Skip to content

loss_utils

free_bits_kl(kl, free_bits, batch_average=False, eps=1e-06) #

Compute free-bits version of KL divergence.

This function ensures that the KL doesn't go to zero for any latent dimension. Hence, it contributes to use latent variables more efficiently, leading to better representation learning.

NOTE: Takes in the KL with shape (batch size, layers), returns the KL with free bits (for optimization) with shape (layers,), which is the average free-bits KL per layer in the current batch. If batch_average is False (default), the free bits are per layer and per batch element. Otherwise, the free bits are still per layer, but are assigned on average to the whole batch. In both cases, the batch average is returned, so it's simply a matter of doing mean(clamp(KL)) or clamp(mean(KL)).

Parameters:

Name Type Description Default
kl Tensor

The KL divergence tensor with shape (batch size, layers).

required
free_bits float

The free bits value. Set to 0.0 to disable free bits.

required
batch_average bool

Whether to average over the batch before clamping to free_bits.

False
eps float

A small value to avoid numerical instability.

1e-06

Returns:

Type Description
Tensor

The free-bits version of the KL divergence with shape (layers,).

Source code in src/careamics/losses/lvae/loss_utils.py
def free_bits_kl(
    kl: torch.Tensor, free_bits: float, batch_average: bool = False, eps: float = 1e-6
) -> torch.Tensor:
    """Compute free-bits version of KL divergence.

    This function ensures that the KL doesn't go to zero for any latent dimension.
    Hence, it contributes to use latent variables more efficiently, leading to
    better representation learning.

    NOTE:
    Takes in the KL with shape (batch size, layers), returns the KL with
    free bits (for optimization) with shape (layers,), which is the average
    free-bits KL per layer in the current batch.
    If batch_average is False (default), the free bits are per layer and
    per batch element. Otherwise, the free bits are still per layer, but
    are assigned on average to the whole batch. In both cases, the batch
    average is returned, so it's simply a matter of doing mean(clamp(KL))
    or clamp(mean(KL)).

    Parameters
    ----------
    kl : torch.Tensor
        The KL divergence tensor with shape (batch size, layers).
****************************************
PROBLEM SET:
1/ Turn the rows from the line with "Return the polygon of every instance of the overcast" to the line with "[[[132,108],[132,121],[135,121],[136,120],[136,109],[133,107]]]" into a numbered list, leaving out blank lines.
2/ Continue the free_bits_kl documentation page from its last line.
****************************************
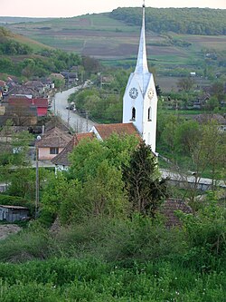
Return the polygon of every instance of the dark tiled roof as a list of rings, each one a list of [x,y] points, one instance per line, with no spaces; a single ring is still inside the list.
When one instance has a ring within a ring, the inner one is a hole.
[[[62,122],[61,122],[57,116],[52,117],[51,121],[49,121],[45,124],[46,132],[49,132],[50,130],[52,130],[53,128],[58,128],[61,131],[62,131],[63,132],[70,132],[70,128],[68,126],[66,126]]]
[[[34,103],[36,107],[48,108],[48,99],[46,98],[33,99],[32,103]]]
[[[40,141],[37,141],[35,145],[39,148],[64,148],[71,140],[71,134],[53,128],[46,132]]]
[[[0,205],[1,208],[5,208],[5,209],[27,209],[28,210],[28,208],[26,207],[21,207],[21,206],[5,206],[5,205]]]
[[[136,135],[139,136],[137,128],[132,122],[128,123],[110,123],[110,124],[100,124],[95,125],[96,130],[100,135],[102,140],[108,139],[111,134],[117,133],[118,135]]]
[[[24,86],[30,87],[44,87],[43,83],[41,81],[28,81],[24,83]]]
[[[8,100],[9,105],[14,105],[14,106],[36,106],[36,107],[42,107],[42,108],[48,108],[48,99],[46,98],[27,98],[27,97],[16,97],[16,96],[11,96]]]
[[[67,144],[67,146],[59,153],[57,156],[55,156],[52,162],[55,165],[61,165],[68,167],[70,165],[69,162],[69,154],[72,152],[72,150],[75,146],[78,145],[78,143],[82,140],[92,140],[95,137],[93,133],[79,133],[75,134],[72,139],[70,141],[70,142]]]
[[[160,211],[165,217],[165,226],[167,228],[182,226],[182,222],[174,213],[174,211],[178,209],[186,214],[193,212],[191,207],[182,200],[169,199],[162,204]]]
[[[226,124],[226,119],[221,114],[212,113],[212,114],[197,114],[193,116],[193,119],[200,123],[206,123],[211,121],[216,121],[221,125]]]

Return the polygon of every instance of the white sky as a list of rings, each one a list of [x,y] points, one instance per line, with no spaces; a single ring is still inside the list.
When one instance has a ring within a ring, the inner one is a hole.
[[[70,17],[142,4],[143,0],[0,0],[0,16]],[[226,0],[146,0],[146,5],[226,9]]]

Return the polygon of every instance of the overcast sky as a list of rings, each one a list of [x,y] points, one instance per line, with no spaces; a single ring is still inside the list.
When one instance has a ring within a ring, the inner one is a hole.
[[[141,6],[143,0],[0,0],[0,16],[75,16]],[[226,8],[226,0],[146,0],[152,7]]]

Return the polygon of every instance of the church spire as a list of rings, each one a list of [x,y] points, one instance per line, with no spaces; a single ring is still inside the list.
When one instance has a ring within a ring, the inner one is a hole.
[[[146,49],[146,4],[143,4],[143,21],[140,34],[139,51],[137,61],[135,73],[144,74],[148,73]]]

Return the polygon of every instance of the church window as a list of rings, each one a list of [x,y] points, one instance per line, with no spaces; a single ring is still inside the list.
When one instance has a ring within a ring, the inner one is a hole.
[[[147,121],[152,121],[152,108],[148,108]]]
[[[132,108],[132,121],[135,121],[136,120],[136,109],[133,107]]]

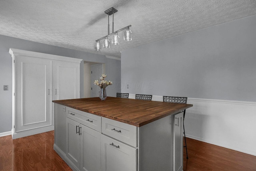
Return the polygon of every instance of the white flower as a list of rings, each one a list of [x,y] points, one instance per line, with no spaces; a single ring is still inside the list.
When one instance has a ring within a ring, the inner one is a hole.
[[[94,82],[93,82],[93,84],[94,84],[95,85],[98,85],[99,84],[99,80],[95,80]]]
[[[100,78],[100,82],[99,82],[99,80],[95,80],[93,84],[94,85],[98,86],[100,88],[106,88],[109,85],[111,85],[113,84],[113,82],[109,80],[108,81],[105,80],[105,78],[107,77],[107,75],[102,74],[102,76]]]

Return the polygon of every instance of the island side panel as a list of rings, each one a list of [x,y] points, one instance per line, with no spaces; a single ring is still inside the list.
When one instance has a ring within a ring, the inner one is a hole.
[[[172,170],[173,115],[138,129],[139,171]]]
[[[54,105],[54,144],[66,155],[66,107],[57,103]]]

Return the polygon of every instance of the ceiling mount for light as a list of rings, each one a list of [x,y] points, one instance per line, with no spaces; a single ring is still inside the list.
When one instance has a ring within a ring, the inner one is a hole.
****************************************
RESPONSES IN ORDER:
1/
1. Return the polygon of every instance of the overcast sky as a list of rings, each one a list of [x,y] points, one instance per line, with no spaces; a single ring is still inside the list.
2. When one instance has a ring within a ring, the inner one is a hole.
3. [[[141,6],[143,0],[0,0],[0,16],[75,16]],[[226,8],[226,0],[146,0],[152,7]]]
4. Return the polygon of every instance of the church spire as a list of rings, each one a list of [x,y] points, one instance per line, with no spaces; a single ring is still inside the list.
5. When one instance has a ring within a ring, the inner one is a hole.
6. [[[146,49],[146,4],[143,4],[143,21],[140,34],[139,51],[137,61],[135,73],[144,74],[148,73]]]
7. Return the polygon of every instance of the church window as a list of rings, each one a list of [x,y] points, one instance per line, with no spaces; a single ring is still inside the list.
8. When one instance has a ring within a ring, the inner one is a hole.
9. [[[147,121],[152,121],[152,108],[148,108]]]
10. [[[132,108],[132,121],[135,121],[136,120],[136,109],[133,107]]]

2/
    free_bits : float
        The free bits value. Set to 0.0 to disable free bits.
    batch_average : bool
        Whether to average over the batch before clamping to `free_bits`.
    eps : float
        A small value to avoid numerical instability.

    Returns
    -------
    torch.Tensor
        The free-bits version of the KL divergence with shape (layers,).
    """
    assert kl.dim() == 2
    if free_bits < eps:
        return kl.mean(0)
    if batch_average:
        return kl.mean(0).clamp(min=free_bits)
    return kl.clamp(min=free_bits).mean(0)

get_kl_weight(kl_annealing, kl_start, kl_annealtime, kl_weight, current_epoch) #

Compute the weight of the KL loss in case of annealing.

Parameters:

Name Type Description Default
kl_annealing bool

Whether to use KL annealing.

required
kl_start int

The epoch at which to start

required
kl_annealtime int

The number of epochs for which annealing is applied.

required
kl_weight float

The weight for the KL loss. If None, the weight is computed using annealing, else it is set to a default of 1.

required
current_epoch int

The current epoch.

required
Source code in src/careamics/losses/lvae/loss_utils.py
def get_kl_weight(
    kl_annealing: bool,
    kl_start: int,
    kl_annealtime: int,
    kl_weight: float,
    current_epoch: int,
) -> float:
    """Compute the weight of the KL loss in case of annealing.

    Parameters
    ----------
    kl_annealing : bool
        Whether to use KL annealing.
    kl_start : int
        The epoch at which to start
    kl_annealtime : int
        The number of epochs for which annealing is applied.
    kl_weight : float
        The weight for the KL loss. If `None`, the weight is computed
        using annealing, else it is set to a default of 1.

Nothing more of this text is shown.